DOCUMENTO:
>>>>

Descubriendo la isla: Samaná
Vengo del
paraíso, y me he quemado las orejas. Algún precio había que pagar. Y es que,
pobre de aquellos que piensen que República Dominicana es Punta Cana, Bávaro y
no más. Ahora podréis ver como hay más allá de las vallas de los hoteles, y que
sobre todo, la extensa, implantada y hasta indecorosa idea de que salir del
hotel es peligroso, está más que desmontada. Un consejo, así de gratis, igual
que todo en la vida, no tenemos por qué ser simples borreguitos y quedarnos dentro
del cerco que nos pongan, viniendo muy al dedo el asunto de los hoteles que
hablaba. Así pues, ahora que os habéis mojado por encima de las quebrantables
técnicas de pastoreo, pasemos a zambullirnos en Samaná.
Al norte de
la isla, y a unas escasas tres horas en coche de Santo Domingo, está la
península de Samaná, con su bahía, su inmensa y espectacular vegetación, su
agradecida tranquilidad, su santuario de ballenas jorobadas y sus
estratosféricas playas. La carretera hasta llegar a Samaná se convierte casi en
su totalidad en una carrera más propia de la mítica serie de los autos locos
que de una vía normal, por eso, es un trayecto que cuanto menos es entretenido,
en ningún momento dejas de ver situaciones in extremis de los hábiles
conductores dominicanos. Durante el trayecto atravesamos el Parque Nacional de
los Haitises, lo que le sumaba un atractivo natural brutal. Aun así, la
verdadera jungla llegaba al abandonar la carretera “buena” y te encaminas
dentro de la península de Samaná hacia la ciudad (12.000 habitantes
aproximadamente) con la que comparte nombre, porque ahí se multiplican por 20
el número de las motos, variando desde un ocupante hasta cinco en ellas, los
autobuses y sus paradas en cualquier sitio, perros, niños, gallinas, cerdos,
vacas y todo ser capaz de moverse. Algo, que si cabe, se intensifica a la
entrada de Samaná ciudad, donde después de una primera imagen caótica llegas al
malecón, donde la bahía imponente se presenta como dueña y señora de una
tranquilidad que ni las odiosas motos podían ensombrecer.

<<<<

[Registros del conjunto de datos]
>>>>

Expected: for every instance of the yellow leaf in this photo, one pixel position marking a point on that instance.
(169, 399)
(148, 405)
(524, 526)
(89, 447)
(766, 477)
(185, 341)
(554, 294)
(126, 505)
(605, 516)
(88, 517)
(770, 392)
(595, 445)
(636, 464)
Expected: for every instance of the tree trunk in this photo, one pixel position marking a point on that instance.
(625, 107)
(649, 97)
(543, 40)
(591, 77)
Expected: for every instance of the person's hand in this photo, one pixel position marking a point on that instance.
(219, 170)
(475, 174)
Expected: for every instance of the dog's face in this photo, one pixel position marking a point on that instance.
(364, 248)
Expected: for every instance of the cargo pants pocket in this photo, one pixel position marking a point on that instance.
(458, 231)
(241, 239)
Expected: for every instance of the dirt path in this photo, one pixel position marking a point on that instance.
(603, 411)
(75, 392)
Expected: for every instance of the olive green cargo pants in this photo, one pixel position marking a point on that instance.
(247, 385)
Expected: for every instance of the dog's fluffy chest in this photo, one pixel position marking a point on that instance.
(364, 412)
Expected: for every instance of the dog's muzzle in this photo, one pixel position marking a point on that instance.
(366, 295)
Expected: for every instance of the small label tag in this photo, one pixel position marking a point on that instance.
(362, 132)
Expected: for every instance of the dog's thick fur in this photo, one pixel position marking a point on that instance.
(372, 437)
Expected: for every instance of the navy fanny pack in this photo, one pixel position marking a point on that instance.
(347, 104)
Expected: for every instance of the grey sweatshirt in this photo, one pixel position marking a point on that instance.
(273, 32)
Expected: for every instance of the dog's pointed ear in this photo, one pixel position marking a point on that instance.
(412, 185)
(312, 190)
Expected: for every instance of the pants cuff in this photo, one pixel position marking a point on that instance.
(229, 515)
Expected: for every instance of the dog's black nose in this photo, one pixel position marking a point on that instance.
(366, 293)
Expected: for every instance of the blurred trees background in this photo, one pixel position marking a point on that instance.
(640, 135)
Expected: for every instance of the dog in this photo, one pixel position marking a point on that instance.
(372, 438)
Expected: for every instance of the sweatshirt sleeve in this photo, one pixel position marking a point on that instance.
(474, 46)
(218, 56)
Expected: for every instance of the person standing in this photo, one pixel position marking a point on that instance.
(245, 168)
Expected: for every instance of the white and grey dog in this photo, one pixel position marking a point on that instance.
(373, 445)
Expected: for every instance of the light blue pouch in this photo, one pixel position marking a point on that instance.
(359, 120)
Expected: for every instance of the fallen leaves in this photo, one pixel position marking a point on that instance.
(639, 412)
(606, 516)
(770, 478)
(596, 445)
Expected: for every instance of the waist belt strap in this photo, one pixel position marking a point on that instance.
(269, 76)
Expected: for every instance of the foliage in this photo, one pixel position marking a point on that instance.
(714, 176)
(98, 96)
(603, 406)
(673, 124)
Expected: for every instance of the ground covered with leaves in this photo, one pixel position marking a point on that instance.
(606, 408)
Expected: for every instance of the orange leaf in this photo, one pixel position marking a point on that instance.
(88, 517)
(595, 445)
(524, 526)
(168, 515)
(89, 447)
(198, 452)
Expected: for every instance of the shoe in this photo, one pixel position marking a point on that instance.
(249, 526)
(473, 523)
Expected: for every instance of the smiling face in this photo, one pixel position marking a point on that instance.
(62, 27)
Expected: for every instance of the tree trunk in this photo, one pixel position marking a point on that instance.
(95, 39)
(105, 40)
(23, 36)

<<<<

QUÉ SE PIDE:
(A) Responde estas preguntas sobre el texto acerca de Samaná:
(i) ¿Qué parte del cuerpo se quemó quien escribe?
(ii) ¿Qué parque nacional se atraviesa durante el trayecto hacia Samaná?
(iii) ¿Cuántos habitantes tiene aproximadamente la ciudad de Samaná?
(B) Transcribe, por favor, el fragmento del texto acerca de Samaná que empieza en "Descubriendo la isla: Samaná" y termina en "zambullirnos en Samaná.".

RESPUESTAS CORRECTAS:
(A)
(i) Las orejas.
(ii) El Parque Nacional de los Haitises.
(iii) Unos 12.000 habitantes.

(B)
Descubriendo la isla: Samaná
Vengo del
paraíso, y me he quemado las orejas. Algún precio había que pagar. Y es que,
pobre de aquellos que piensen que República Dominicana es Punta Cana, Bávaro y
no más. Ahora podréis ver como hay más allá de las vallas de los hoteles, y que
sobre todo, la extensa, implantada y hasta indecorosa idea de que salir del
hotel es peligroso, está más que desmontada. Un consejo, así de gratis, igual
que todo en la vida, no tenemos por qué ser simples borreguitos y quedarnos dentro
del cerco que nos pongan, viniendo muy al dedo el asunto de los hoteles que
hablaba. Así pues, ahora que os habéis mojado por encima de las quebrantables
técnicas de pastoreo, pasemos a zambullirnos en Samaná.